## TASK OBJECTIVE
Render all of the items below as a single numbered list, skipping any blank lines and leaving the pictures out.

## EXTRACTED ENTRIES

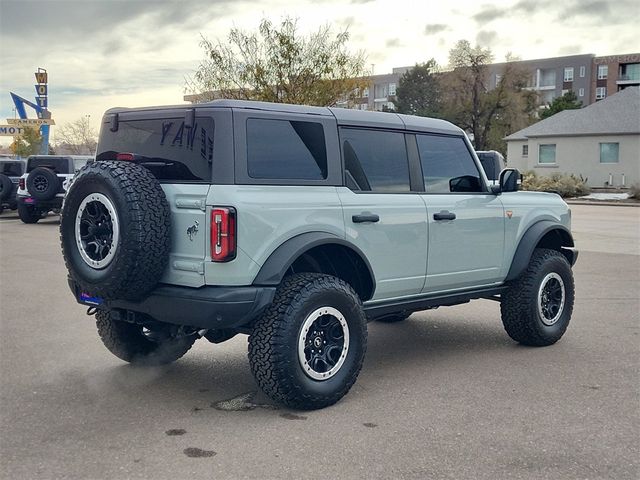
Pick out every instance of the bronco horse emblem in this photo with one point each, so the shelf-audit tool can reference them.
(192, 230)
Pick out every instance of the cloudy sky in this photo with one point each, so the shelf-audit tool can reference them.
(105, 53)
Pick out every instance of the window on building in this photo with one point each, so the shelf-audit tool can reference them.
(447, 165)
(547, 154)
(603, 72)
(286, 149)
(568, 74)
(375, 161)
(609, 152)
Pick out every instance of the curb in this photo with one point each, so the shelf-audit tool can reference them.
(603, 204)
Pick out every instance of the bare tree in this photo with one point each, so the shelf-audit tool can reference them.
(77, 137)
(278, 64)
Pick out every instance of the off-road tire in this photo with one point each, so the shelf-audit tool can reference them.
(394, 317)
(6, 187)
(519, 305)
(143, 243)
(273, 344)
(127, 342)
(29, 213)
(43, 183)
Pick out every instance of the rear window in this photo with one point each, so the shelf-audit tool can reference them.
(286, 149)
(172, 151)
(12, 169)
(59, 165)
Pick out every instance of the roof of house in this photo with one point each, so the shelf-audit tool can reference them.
(617, 114)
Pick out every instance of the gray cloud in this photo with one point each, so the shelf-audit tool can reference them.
(486, 38)
(393, 43)
(435, 28)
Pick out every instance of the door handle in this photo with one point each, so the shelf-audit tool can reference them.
(444, 215)
(365, 218)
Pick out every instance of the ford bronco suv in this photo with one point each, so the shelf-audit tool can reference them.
(296, 226)
(44, 184)
(10, 172)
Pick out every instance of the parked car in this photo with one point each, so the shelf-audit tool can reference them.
(44, 184)
(492, 163)
(10, 172)
(296, 226)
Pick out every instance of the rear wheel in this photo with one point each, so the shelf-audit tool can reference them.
(307, 349)
(537, 308)
(153, 344)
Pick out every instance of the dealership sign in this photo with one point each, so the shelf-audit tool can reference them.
(11, 130)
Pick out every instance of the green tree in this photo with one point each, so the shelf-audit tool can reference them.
(28, 143)
(568, 101)
(418, 91)
(278, 64)
(77, 137)
(488, 114)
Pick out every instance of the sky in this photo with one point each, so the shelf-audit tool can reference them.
(106, 53)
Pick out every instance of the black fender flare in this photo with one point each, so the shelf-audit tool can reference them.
(531, 238)
(274, 269)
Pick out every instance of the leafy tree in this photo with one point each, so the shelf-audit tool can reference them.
(568, 101)
(488, 114)
(77, 137)
(28, 143)
(278, 64)
(418, 91)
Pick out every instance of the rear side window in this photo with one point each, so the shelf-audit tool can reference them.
(12, 169)
(172, 151)
(375, 160)
(60, 165)
(447, 165)
(286, 149)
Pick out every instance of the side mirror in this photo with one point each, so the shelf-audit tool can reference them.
(509, 180)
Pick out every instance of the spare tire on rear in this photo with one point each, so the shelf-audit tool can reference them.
(115, 230)
(43, 183)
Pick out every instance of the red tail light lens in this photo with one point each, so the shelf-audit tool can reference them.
(223, 234)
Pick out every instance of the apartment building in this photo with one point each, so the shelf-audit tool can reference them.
(614, 73)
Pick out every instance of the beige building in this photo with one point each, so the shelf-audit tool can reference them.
(601, 142)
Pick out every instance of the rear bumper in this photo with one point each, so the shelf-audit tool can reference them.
(204, 307)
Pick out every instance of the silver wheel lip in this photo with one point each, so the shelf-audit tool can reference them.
(551, 321)
(312, 317)
(104, 200)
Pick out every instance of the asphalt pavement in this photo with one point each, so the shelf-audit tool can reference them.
(443, 395)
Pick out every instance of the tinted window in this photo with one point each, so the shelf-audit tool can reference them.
(171, 150)
(59, 165)
(286, 149)
(375, 160)
(447, 165)
(12, 169)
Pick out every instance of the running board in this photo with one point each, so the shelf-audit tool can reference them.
(425, 302)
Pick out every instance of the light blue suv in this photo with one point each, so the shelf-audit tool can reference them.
(296, 226)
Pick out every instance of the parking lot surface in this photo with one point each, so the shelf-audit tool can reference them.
(445, 394)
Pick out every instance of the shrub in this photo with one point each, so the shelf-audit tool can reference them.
(566, 185)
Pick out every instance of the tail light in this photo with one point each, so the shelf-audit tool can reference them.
(223, 234)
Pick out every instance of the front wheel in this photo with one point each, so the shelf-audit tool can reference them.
(537, 307)
(141, 345)
(307, 349)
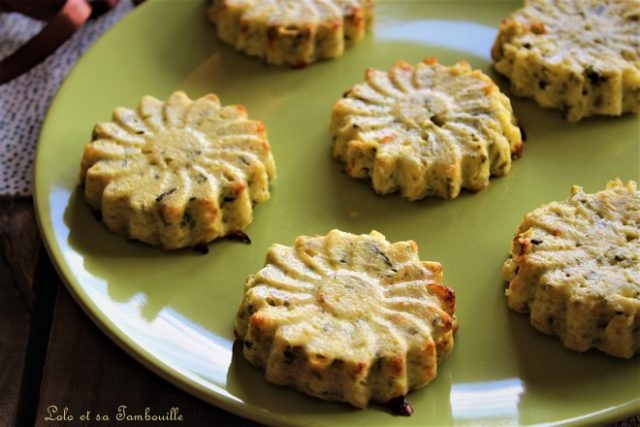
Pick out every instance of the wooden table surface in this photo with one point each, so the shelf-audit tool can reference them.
(53, 357)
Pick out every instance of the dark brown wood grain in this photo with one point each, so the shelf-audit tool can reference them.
(52, 354)
(19, 243)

## ANSWER TO THIS EXERCISE
1. Pick out every instance of the bronco horse emblem in this photo with one point each, so the shelf-audit tool can reference them.
2. (192, 230)
3. Pick out every instance of the cloudy sky in this photo with one point each, so the shelf-audit tool can reference them.
4. (105, 53)
5. Pick out every instance of the window on building in this photo with one point each, so the shelf-audit tool can reference them.
6. (447, 165)
7. (547, 154)
8. (603, 72)
9. (286, 149)
10. (568, 74)
11. (375, 161)
12. (609, 152)
13. Pick out every instance of the curb in this photo with one point each, so the shelf-audit tool can reference them.
14. (603, 204)
15. Pick out every instance of the bare tree in this photo with one point each, so the shelf-audit tool can reference them.
16. (77, 137)
17. (278, 64)
18. Pick out every instance of the off-road tire in this photo with one point each, so the shelf-audit tool can reference them.
19. (394, 317)
20. (6, 187)
21. (519, 305)
22. (143, 243)
23. (273, 344)
24. (127, 342)
25. (29, 213)
26. (43, 183)
27. Pick out every instance of the rear window in this photo with one point each, so the shelf-audit tool can reference them.
28. (286, 149)
29. (172, 151)
30. (12, 169)
31. (59, 165)
32. Pick out every instance of the roof of house in this photo with one point each, so the shelf-audit tool can reference them.
33. (617, 114)
34. Pick out every instance of the gray cloud in this photo with one point each, so the shelf-audit tool can reference them.
35. (486, 38)
36. (393, 43)
37. (435, 28)
38. Pick out every instance of the door handle in this photo with one point each, so the shelf-audit tool can reference them.
39. (444, 215)
40. (365, 218)
41. Pick out every instance of the ford bronco suv in this photo with one point each, so the shelf-audit tool can reference them.
42. (296, 226)
43. (44, 184)
44. (10, 172)
45. Pick out every instance of the parked car in this photo with one point each, so the shelf-audit tool can reference them.
46. (44, 184)
47. (492, 163)
48. (10, 172)
49. (296, 226)
50. Pick out every instance of the rear wheel in this photo with one point each, so the shelf-audit tool can reference them.
51. (307, 349)
52. (537, 308)
53. (153, 344)
54. Pick out every instance of the dealership sign in this photo with one point each, so the shelf-audit tool can reference them.
55. (11, 130)
56. Pick out every instance of the green tree in this photo with one point each, so the shelf-audit tool can reference them.
57. (28, 143)
58. (568, 101)
59. (418, 91)
60. (278, 64)
61. (77, 137)
62. (488, 114)
63. Pick out every instance of the sky in this photo with one point each, so the shelf-audit tool can reference them.
64. (106, 53)
65. Pick out every instance of the black fender flare in this photo with one point each, so the shelf-audit tool can reference them.
66. (531, 238)
67. (274, 269)
68. Pick out every instance of the leafy tree in this photo with one point each, so the shelf-audit tool can reference them.
69. (568, 101)
70. (488, 114)
71. (77, 137)
72. (28, 143)
73. (278, 64)
74. (418, 91)
75. Pick out every instance of the rear side window in this photo with one point each, so the shelf-audit tool can reference them.
76. (12, 169)
77. (172, 151)
78. (375, 160)
79. (60, 165)
80. (447, 165)
81. (286, 149)
82. Pick out every instance of the side mirror in this photo with one point each, so the shelf-audit tool can reference them.
83. (509, 180)
84. Pick out every instance of the spare tire on rear in this photo with one point each, so the shelf-audit tool can reference them.
85. (115, 230)
86. (43, 183)
87. Pick out every instance of the red tail light lens in this photo with one point each, so the shelf-audit tool can reference them.
88. (223, 234)
89. Pick out every instance of the apartment building in this photo with one point each, so the shelf-audit tool can reference them.
90. (614, 73)
91. Pick out every instance of the beige building in this photo with one point each, so the shelf-audit tool can reference them.
92. (601, 142)
93. Pick out every instance of the rear bumper in this photo with one point each, so the shelf-audit tool can reference them.
94. (204, 307)
95. Pick out every instance of the silver wheel lip in this photo with one point each, so the shelf-audit tool can reference them.
96. (551, 321)
97. (312, 317)
98. (104, 200)
99. Pick out every instance of the asphalt pavement in this photo with one point each, so the shelf-audit tool can reference them.
100. (443, 395)
101. Pick out every instance of the tinted window in this photo with one point each, so the shelf-audit tool can reference them.
102. (171, 150)
103. (59, 165)
104. (286, 149)
105. (375, 160)
106. (447, 165)
107. (12, 169)
108. Pick out every instance of the running board in this photo with one point each, so the shelf-audit tool can reference them.
109. (425, 302)
110. Pick out every instance of the light blue suv in this photo with one point each, so the shelf-audit tool can reference them.
111. (296, 226)
112. Pick out every instance of the parking lot surface in this photo with one point each, so the shelf-audit tool can reference them.
113. (445, 394)
114. Pick out every instance of the shrub in this photo with one point each, so the shelf-audit tool can reference them.
115. (566, 185)
116. Pick out every instance of the tail light in this photo with one point each, so the shelf-audit tool can reference them.
117. (223, 234)
118. Pick out every instance of the front wheel in this photo with one point each, so the shelf-audit tool can reference them.
119. (537, 307)
120. (141, 345)
121. (307, 349)
122. Pick out every instance of the wooden table surface in this photo with one point each, so the shelf-audit tool can reference them.
123. (53, 357)
124. Pick out every instance of the dark brown wood grain in this photo with one point each, so the shelf-audit tool can reference them.
125. (52, 354)
126. (19, 243)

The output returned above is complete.